#### Material provided
########

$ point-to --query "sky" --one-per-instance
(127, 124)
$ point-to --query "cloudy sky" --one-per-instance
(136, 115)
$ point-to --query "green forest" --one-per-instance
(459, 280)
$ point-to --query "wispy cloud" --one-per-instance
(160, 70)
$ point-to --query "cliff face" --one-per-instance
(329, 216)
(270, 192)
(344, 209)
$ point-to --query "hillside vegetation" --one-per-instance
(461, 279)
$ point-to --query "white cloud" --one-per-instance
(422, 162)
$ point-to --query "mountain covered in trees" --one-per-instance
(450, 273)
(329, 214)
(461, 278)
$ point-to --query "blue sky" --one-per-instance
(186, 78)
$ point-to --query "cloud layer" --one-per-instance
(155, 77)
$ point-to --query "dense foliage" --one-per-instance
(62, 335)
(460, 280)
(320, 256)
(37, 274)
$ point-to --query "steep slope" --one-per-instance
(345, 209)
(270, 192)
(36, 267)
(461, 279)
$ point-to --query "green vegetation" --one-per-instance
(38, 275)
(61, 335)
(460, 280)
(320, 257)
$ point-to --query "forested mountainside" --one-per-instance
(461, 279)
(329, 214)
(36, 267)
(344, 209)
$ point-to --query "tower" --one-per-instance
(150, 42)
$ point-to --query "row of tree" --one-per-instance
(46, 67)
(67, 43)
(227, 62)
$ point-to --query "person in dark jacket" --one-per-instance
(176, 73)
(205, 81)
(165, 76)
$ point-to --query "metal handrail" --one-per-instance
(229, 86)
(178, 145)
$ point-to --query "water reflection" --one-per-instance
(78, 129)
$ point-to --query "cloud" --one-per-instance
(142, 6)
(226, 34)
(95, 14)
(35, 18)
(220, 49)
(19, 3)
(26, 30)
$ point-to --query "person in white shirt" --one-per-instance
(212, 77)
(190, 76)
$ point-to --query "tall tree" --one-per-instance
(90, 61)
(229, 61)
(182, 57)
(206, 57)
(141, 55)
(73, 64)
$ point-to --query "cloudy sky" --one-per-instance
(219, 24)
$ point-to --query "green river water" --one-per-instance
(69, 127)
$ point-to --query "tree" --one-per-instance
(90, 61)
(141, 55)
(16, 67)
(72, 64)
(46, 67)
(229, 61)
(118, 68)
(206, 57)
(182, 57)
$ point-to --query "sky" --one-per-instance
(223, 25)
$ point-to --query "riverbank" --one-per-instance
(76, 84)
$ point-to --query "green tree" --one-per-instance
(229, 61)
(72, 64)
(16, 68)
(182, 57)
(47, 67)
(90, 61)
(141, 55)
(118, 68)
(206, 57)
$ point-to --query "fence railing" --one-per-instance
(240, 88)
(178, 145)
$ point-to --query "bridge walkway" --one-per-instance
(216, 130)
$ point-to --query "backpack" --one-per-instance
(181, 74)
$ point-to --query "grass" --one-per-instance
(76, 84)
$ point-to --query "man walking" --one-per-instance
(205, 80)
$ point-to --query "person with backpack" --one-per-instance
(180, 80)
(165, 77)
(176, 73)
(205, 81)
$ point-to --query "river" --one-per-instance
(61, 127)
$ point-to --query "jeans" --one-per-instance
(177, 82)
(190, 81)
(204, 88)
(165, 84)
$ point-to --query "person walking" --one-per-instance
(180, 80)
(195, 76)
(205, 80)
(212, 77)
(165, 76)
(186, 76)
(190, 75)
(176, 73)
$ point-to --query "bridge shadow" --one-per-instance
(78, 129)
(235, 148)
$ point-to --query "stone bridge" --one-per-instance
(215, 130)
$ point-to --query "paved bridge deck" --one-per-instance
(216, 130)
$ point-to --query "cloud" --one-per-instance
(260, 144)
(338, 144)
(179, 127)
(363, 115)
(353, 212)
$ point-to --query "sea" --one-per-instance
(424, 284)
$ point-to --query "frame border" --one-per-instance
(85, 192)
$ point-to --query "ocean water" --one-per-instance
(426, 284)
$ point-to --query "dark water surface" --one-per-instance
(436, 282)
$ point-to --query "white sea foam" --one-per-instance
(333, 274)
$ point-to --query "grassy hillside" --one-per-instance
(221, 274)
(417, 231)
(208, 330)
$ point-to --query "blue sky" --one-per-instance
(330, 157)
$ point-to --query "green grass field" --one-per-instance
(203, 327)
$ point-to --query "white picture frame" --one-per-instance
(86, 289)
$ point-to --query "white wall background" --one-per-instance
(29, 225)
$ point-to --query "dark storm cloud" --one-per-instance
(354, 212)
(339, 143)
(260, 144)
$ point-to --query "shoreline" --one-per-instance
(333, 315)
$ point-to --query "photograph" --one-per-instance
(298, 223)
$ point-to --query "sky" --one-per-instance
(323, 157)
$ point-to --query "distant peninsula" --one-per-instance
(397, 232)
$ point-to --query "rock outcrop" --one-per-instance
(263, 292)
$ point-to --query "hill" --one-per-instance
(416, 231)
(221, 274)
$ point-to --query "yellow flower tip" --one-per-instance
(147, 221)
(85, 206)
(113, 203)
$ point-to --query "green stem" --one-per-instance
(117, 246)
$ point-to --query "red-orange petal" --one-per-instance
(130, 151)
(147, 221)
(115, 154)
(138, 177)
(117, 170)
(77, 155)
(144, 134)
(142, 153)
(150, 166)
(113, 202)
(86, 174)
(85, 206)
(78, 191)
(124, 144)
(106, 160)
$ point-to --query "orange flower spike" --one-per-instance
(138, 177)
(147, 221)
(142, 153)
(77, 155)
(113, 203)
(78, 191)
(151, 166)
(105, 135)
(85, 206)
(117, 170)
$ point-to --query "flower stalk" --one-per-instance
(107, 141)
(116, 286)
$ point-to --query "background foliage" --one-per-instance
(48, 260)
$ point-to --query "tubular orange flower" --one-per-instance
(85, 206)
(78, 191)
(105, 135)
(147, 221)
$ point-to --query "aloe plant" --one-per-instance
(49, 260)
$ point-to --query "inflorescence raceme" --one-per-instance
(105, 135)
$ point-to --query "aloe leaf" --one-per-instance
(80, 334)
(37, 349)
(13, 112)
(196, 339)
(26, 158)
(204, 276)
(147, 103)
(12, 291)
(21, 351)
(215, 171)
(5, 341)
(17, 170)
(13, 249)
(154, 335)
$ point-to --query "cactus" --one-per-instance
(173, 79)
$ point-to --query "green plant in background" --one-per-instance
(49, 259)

########

#### Work to complete
The records above should be repeated in full, exactly as given.

#### Answer to the problem
$ point-to --query "sky" --one-per-instance
(127, 124)
$ point-to --query "cloudy sky" --one-per-instance
(136, 115)
$ point-to --query "green forest" --one-per-instance
(459, 280)
$ point-to --query "wispy cloud" --one-per-instance
(160, 70)
$ point-to --query "cliff face" --one-per-instance
(329, 216)
(270, 192)
(344, 209)
$ point-to --query "hillside vegetation" --one-per-instance
(461, 279)
$ point-to --query "white cloud" --one-per-instance
(422, 162)
$ point-to --query "mountain covered in trees" --one-per-instance
(450, 273)
(329, 214)
(461, 278)
$ point-to --query "blue sky" --one-per-instance
(186, 78)
$ point-to --query "cloud layer" --one-per-instance
(155, 77)
$ point-to --query "dense foliage" --one-per-instance
(62, 335)
(460, 280)
(320, 256)
(37, 274)
$ point-to --query "steep slope" --one-per-instance
(345, 209)
(270, 192)
(36, 267)
(461, 279)
$ point-to --query "green vegetation" --one-per-instance
(38, 275)
(61, 335)
(460, 280)
(320, 257)
$ point-to --query "forested mountainside" --one-per-instance
(461, 279)
(329, 214)
(36, 267)
(344, 209)
$ point-to --query "tower" --one-per-instance
(150, 42)
$ point-to --query "row of tree" --one-per-instance
(46, 67)
(67, 43)
(227, 62)
$ point-to --query "person in dark jacket" --one-per-instance
(176, 73)
(205, 81)
(165, 76)
$ point-to --query "metal handrail" --one-per-instance
(229, 86)
(178, 145)
$ point-to --query "water reflection" --one-per-instance
(78, 129)
$ point-to --query "cloud" --one-per-instance
(142, 6)
(226, 34)
(95, 14)
(35, 18)
(220, 49)
(19, 3)
(26, 30)
$ point-to --query "person in white shirt" --one-per-instance
(212, 77)
(190, 76)
$ point-to --query "tall tree" --one-per-instance
(90, 61)
(229, 61)
(182, 57)
(206, 57)
(141, 55)
(73, 64)
$ point-to --query "cloudy sky" --one-per-instance
(219, 24)
$ point-to --query "green river water" --one-per-instance
(69, 127)
$ point-to --query "tree" --one-per-instance
(90, 61)
(141, 55)
(16, 67)
(72, 64)
(46, 67)
(229, 61)
(118, 68)
(206, 57)
(182, 57)
$ point-to --query "sky" --one-per-instance
(223, 25)
$ point-to --query "riverbank" --one-per-instance
(76, 84)
$ point-to --query "green tree" --one-per-instance
(229, 61)
(72, 64)
(16, 68)
(182, 57)
(47, 67)
(90, 61)
(141, 55)
(118, 68)
(206, 57)
$ point-to --query "fence railing" --one-per-instance
(240, 88)
(178, 145)
$ point-to --query "bridge walkway" --one-per-instance
(216, 130)
$ point-to --query "backpack" --one-per-instance
(181, 74)
$ point-to --query "grass" --one-per-instance
(76, 84)
$ point-to --query "man walking" --one-per-instance
(205, 80)
$ point-to --query "person with backpack" --one-per-instance
(180, 80)
(165, 77)
(176, 73)
(205, 81)
$ point-to --query "river" --one-per-instance
(61, 127)
$ point-to --query "jeans" --one-per-instance
(177, 82)
(190, 81)
(204, 88)
(165, 84)
$ point-to --query "person walking" --one-per-instance
(180, 80)
(195, 76)
(205, 80)
(212, 77)
(165, 76)
(186, 76)
(190, 75)
(176, 73)
$ point-to --query "bridge shadow" --one-per-instance
(78, 129)
(235, 148)
$ point-to --query "stone bridge" --one-per-instance
(215, 130)
$ point-to --query "paved bridge deck" --one-per-instance
(216, 130)
$ point-to --query "cloud" --one-per-instance
(260, 144)
(338, 144)
(179, 127)
(363, 115)
(353, 212)
$ point-to --query "sea" --one-per-instance
(424, 284)
$ point-to --query "frame border" --one-per-instance
(85, 192)
$ point-to --query "ocean water" --one-per-instance
(426, 284)
$ point-to --query "dark water surface" --one-per-instance
(436, 282)
$ point-to --query "white sea foam" --one-per-instance
(333, 274)
$ point-to --query "grassy hillside" --one-per-instance
(221, 274)
(417, 231)
(208, 330)
$ point-to --query "blue sky" --one-per-instance
(330, 157)
$ point-to --query "green grass field" --one-per-instance
(203, 327)
$ point-to --query "white picture frame" --one-per-instance
(86, 289)
$ point-to --query "white wall background" --one-per-instance
(29, 225)
$ point-to --query "dark storm cloud" --one-per-instance
(354, 212)
(339, 143)
(260, 144)
$ point-to --query "shoreline" --one-per-instance
(333, 315)
$ point-to --query "photograph" --one-per-instance
(298, 223)
$ point-to --query "sky" --one-per-instance
(323, 157)
$ point-to --query "distant peninsula" --one-per-instance
(397, 232)
$ point-to --query "rock outcrop" --one-per-instance
(263, 292)
$ point-to --query "hill" --one-per-instance
(416, 231)
(221, 274)
$ point-to --query "yellow flower tip" --one-per-instance
(147, 221)
(85, 206)
(113, 203)
$ point-to --query "green stem" --one-per-instance
(117, 246)
$ point-to --query "red-orange petal" --one-per-instance
(130, 151)
(147, 221)
(115, 154)
(138, 177)
(117, 170)
(77, 155)
(144, 134)
(142, 153)
(150, 166)
(113, 202)
(86, 174)
(85, 206)
(78, 191)
(124, 144)
(106, 160)
$ point-to --query "orange flower spike" --one-per-instance
(138, 177)
(147, 221)
(142, 153)
(77, 155)
(113, 203)
(78, 191)
(151, 166)
(105, 135)
(85, 206)
(117, 170)
$ point-to --query "flower stalk" --one-per-instance
(107, 141)
(116, 286)
$ point-to --query "background foliage" --one-per-instance
(48, 260)
$ point-to --query "tubular orange flower" --one-per-instance
(85, 206)
(78, 191)
(105, 135)
(147, 221)
$ point-to --query "aloe plant" --one-per-instance
(49, 260)
$ point-to --query "inflorescence raceme" --one-per-instance
(105, 135)
$ point-to --query "aloe leaf" --one-per-instance
(80, 334)
(37, 349)
(13, 112)
(196, 339)
(26, 158)
(204, 276)
(147, 103)
(12, 291)
(21, 351)
(215, 171)
(5, 341)
(17, 170)
(13, 249)
(154, 335)
$ point-to --query "cactus" --one-per-instance
(173, 79)
$ point-to --query "green plant in background" --one-per-instance
(49, 259)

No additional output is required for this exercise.